* start SELECTION *

On Wed, Aug 27, 2003 at 04:27:15AM -0700, Paul Johnson wrote:
> On Tue, Aug 26, 2003 at 11:54:58PM -0700, Loren M Lang wrote:
> > If people don't learn C before C++, it A) a little harder to learn
> > properly, and B) it's harder for them to learn other languages later like
> > C, Objective C, and Dynamic C with are all C dirivatives.
> 
> While I haven't learned much C yet (I can read it better than I write
> it), I do have to ask this one:  It's possible to write
> non-braindamaged code in C++ without learning C first?

I would suggest it may well be easier to write good C++ if you don't
know C first. It seems that it's not quite as similar as the name
would have it, and habits learned which are reliable in C can get you
into trouble in C++ - see thread about C++ memory allocation and
dancing pointers, a few weeks back.

C is a "dirty" language. It's great for low-level stuff, bit
twiddling, messing around with hardware and stuff, which is much more
difficult in other HLLs, as well as being equally capable of the
higher-level stuff with other HLLs of the era. Assembler programmers
like C; it's been called things like "cross between an HLL and a macro
assembler". There is a certain strange beauty in writing a chunk of C
code and seeing hanging in the air beside it the opcodes for a really
neat tight bit of assembler into which the C very directly translates
(and a concomitant despair if you then have a look at what the real
compiler actually produces...) There's all that wonderful pointer
stuff, and you can write things like

  switch (a) {
               case 0: if (b==c) {
                           case 1:     do_case_1();
                                       break;
                                           } else {
                           case 2:     do_case_2();
                                       break;
                                           }
                         }

C programmers hate Pascal. Trying to switch from C to even a
real-world variant of Pascal with equivalent functionality - eg.
switching between equivalent releases of Turbo C and Turbo Pascal in
DOS - is *horrible*. You keep thinking "stupid bloody toy language,
can't do this, won't let me do that"... University teaching Pascal is
even worse - no string handling, no decent file I/O, no nothing much...

C++ is the bastard mongrel offspring of good old C and a bunch of
academic theoretical 80s-Thatcherite-type style gurus masturbating in
committee. Object oriented programming is cool! Strong typing is cool!

* end SELECTION *
* start DATA SHOWN *

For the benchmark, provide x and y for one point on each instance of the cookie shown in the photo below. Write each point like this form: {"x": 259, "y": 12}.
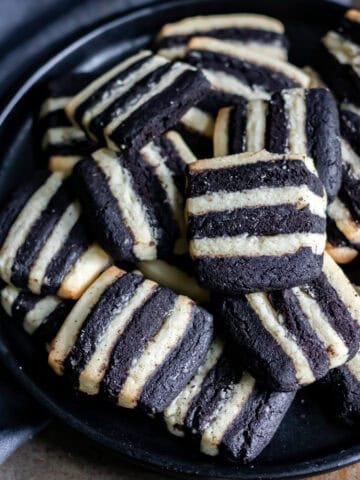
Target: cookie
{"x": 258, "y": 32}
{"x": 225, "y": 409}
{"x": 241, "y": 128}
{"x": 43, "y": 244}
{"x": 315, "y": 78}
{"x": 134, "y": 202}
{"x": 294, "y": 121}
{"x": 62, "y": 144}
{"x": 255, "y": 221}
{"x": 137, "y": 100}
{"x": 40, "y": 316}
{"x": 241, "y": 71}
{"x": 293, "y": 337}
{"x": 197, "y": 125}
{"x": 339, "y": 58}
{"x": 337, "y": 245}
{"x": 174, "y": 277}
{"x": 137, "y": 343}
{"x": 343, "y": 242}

* end DATA SHOWN *

> **TASKS AND EXERCISES**
(1) List every kind of work that the C and C++ post says C is great for.
(2) Answer these questions from the C and C++ post:
(a) On what date was Paul Johnson's message written?
(b) Which two DOS releases does the post give as an example of switching between equivalent languages?
(c) What has C been called, according to the post?
(3) Carry on the C and C++ post from its last line, in the same voice.
The items have nothing to do with the C and C++ post.

> **IN RESPONSE**
(1)
- Low-level stuff
- Bit twiddling
- Messing around with hardware

(2)
(a) Tue, Aug 26, 2003 is when Loren M Lang wrote; Paul Johnson's message is dated Wed, Aug 27, 2003.
(b) Turbo C and Turbo Pascal.
(c) A "cross between an HLL and a macro assembler".

(3)
Being a programmer with short hair and a tie is cool! Meanwhile, in
the real world, more and more computers were running C code written by
long-haired C programmers who smoked lots of grass. C++, the PC
explosion and the apparent extreme fitness of OOP for Windoze-style
interfaces are all part of a plot to destroy creativity and free
thinking among programmers by getting them out of their smoky back
rooms and making them wear suits and sit in open-plan offices with
plastic plants programming boring business stuff, drinking bottled
water instead of coffee and using coke instead of grass. Reduce the
availability of jobs hacking Unix in a den somewhere, replace them
with jobs hacking DOS on PCs, but still using assembler and C. Then
introduce extensions on newer compiler versions; call it C++ and make
the syntax really complicated to fool people it's still more or less
C, but slip in restrictions more straitjacketing than Pascal. Provide
few/crappy windowing functions, so the first thing people have to do
is extend/hack/patch/write their own, and get all happy about using
the OOP features. Once they've finished sorting out the libraries and
have to write the rest of their app and find what a bummer it is cos
it's all pascally now, it's TOO LATE. They'll all be addicted to coke
and Porsches and kissing the system's arse because they're shit scared
of not being able to pay the mortgage. And they won't even notice the
plot because they'll think it's all "the march of technology".
HAHAHAHAAAAA!!!!!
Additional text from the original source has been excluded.